The problem:
Out of the material that follows, write out exactly the lines from the line with "391L466 425L556 432L581" to the line with "box: [59, 483, 201, 624]", both ends included, and no others.

Available data:
--------------------
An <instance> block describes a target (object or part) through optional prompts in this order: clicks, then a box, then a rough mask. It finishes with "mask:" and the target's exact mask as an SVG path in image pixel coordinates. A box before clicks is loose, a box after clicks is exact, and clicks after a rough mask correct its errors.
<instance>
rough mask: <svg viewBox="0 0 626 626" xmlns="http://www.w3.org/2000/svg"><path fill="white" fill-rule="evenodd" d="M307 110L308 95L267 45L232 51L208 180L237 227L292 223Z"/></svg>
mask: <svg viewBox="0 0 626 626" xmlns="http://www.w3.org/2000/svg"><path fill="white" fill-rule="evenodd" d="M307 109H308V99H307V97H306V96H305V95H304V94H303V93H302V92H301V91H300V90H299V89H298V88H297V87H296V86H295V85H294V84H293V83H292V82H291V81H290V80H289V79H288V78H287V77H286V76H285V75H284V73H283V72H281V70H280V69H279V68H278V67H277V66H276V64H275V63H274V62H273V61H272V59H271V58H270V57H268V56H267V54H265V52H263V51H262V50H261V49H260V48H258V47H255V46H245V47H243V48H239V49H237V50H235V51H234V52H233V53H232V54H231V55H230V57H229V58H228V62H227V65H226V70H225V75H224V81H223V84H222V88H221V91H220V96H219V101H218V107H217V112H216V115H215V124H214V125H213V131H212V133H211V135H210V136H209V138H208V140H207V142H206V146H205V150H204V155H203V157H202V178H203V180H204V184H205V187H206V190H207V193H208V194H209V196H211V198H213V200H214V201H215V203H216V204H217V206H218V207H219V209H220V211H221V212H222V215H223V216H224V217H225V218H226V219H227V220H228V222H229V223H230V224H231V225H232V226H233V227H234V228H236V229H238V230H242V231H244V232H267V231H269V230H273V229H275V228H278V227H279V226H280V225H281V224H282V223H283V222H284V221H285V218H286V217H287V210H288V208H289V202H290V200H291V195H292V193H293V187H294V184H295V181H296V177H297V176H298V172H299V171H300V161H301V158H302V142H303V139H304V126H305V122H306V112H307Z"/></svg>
--------------------
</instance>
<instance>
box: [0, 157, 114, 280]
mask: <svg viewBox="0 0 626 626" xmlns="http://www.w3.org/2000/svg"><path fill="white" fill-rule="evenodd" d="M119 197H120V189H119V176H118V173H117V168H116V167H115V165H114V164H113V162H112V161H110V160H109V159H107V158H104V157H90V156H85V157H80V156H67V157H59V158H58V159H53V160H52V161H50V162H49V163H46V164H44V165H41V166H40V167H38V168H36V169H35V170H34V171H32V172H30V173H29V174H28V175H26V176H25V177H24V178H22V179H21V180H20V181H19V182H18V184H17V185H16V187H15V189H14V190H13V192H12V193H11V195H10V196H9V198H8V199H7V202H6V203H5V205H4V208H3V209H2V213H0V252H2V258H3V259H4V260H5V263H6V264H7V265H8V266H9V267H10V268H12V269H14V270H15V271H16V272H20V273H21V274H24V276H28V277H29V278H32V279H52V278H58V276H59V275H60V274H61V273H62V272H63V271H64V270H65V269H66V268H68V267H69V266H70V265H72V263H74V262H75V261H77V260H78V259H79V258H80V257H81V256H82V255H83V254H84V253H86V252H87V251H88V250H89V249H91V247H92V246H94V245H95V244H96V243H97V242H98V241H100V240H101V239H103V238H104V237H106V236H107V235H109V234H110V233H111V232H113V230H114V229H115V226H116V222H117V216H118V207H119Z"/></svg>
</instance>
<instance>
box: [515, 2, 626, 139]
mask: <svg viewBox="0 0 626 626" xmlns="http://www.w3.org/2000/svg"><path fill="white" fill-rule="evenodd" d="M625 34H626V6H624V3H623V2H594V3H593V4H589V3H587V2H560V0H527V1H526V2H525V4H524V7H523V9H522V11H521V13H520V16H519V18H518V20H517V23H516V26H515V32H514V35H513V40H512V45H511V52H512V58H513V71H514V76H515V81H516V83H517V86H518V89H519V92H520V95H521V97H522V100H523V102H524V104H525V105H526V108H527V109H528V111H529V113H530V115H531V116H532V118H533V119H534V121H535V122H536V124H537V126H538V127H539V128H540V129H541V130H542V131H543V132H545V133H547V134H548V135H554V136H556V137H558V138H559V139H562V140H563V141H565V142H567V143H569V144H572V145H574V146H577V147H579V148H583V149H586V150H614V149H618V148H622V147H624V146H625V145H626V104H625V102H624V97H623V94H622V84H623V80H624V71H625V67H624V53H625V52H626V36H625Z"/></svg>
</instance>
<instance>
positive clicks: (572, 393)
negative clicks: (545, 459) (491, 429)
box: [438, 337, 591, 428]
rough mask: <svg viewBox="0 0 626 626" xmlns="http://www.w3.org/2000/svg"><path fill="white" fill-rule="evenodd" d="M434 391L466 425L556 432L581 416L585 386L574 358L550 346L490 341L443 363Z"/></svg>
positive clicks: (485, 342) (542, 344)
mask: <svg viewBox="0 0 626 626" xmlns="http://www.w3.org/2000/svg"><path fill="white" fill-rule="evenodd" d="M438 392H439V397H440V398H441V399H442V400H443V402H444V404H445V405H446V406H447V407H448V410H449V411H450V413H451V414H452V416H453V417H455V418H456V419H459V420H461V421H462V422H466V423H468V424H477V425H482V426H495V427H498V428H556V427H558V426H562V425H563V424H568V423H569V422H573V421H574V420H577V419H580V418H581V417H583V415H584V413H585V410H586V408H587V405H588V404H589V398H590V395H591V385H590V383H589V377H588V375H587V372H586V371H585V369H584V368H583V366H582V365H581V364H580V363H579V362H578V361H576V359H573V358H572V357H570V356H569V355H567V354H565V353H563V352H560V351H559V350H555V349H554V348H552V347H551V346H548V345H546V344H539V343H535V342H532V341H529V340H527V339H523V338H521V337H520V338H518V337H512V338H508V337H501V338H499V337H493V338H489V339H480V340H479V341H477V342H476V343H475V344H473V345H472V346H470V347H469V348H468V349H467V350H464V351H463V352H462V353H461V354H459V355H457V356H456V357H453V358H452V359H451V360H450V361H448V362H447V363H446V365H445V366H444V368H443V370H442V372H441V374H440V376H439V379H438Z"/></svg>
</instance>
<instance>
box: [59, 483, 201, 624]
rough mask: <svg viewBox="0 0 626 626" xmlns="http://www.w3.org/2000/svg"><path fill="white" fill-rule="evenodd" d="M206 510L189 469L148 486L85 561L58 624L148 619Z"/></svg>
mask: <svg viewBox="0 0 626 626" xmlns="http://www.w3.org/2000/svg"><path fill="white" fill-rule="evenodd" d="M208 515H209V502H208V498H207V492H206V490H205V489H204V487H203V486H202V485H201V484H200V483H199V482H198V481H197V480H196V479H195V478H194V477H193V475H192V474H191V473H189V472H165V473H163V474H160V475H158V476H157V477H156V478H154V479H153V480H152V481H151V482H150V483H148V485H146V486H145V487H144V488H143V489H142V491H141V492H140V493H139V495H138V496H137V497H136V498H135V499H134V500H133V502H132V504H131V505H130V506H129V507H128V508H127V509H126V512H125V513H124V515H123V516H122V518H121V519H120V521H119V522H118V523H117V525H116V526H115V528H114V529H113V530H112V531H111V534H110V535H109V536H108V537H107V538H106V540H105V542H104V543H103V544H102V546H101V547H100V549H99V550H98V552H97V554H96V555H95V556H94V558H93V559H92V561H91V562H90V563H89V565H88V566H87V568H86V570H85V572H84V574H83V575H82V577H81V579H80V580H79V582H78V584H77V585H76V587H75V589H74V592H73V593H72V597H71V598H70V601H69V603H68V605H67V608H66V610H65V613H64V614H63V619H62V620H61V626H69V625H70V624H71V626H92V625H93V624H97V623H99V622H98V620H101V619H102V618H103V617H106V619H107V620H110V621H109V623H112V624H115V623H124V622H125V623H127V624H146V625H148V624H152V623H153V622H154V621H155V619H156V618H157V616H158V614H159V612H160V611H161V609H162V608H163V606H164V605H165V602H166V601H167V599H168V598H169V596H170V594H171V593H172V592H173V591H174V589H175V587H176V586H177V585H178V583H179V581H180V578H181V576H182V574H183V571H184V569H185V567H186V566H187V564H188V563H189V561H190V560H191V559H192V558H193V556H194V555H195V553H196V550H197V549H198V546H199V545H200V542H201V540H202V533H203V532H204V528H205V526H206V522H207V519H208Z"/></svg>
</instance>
--------------------
Solution for this task:
rough mask: <svg viewBox="0 0 626 626" xmlns="http://www.w3.org/2000/svg"><path fill="white" fill-rule="evenodd" d="M434 391L466 425L556 432L581 416L585 386L574 358L550 346L490 341L443 363Z"/></svg>
positive clicks: (485, 342) (542, 344)
mask: <svg viewBox="0 0 626 626" xmlns="http://www.w3.org/2000/svg"><path fill="white" fill-rule="evenodd" d="M438 392H439V397H440V398H441V399H442V400H443V402H444V404H445V405H446V406H447V407H448V410H449V411H450V413H451V414H452V416H453V417H455V418H456V419H459V420H461V421H462V422H466V423H468V424H477V425H482V426H495V427H498V428H556V427H558V426H562V425H563V424H568V423H569V422H573V421H574V420H577V419H580V418H581V417H583V415H584V413H585V410H586V408H587V405H588V404H589V398H590V395H591V385H590V383H589V377H588V375H587V372H586V371H585V369H584V368H583V366H582V365H581V364H580V363H579V362H578V361H576V359H573V358H572V357H570V356H569V355H567V354H565V353H563V352H560V351H559V350H555V349H554V348H552V347H551V346H548V345H546V344H539V343H535V342H532V341H529V340H527V339H523V338H521V337H520V338H518V337H512V338H508V337H501V338H499V337H493V338H489V339H480V340H479V341H477V342H476V343H475V344H473V345H472V346H470V347H469V348H468V349H467V350H464V351H463V352H462V353H461V354H459V355H457V356H456V357H453V358H452V359H451V360H450V361H448V362H447V363H446V365H445V366H444V368H443V370H442V372H441V374H440V376H439V379H438Z"/></svg>
</instance>
<instance>
box: [59, 483, 201, 624]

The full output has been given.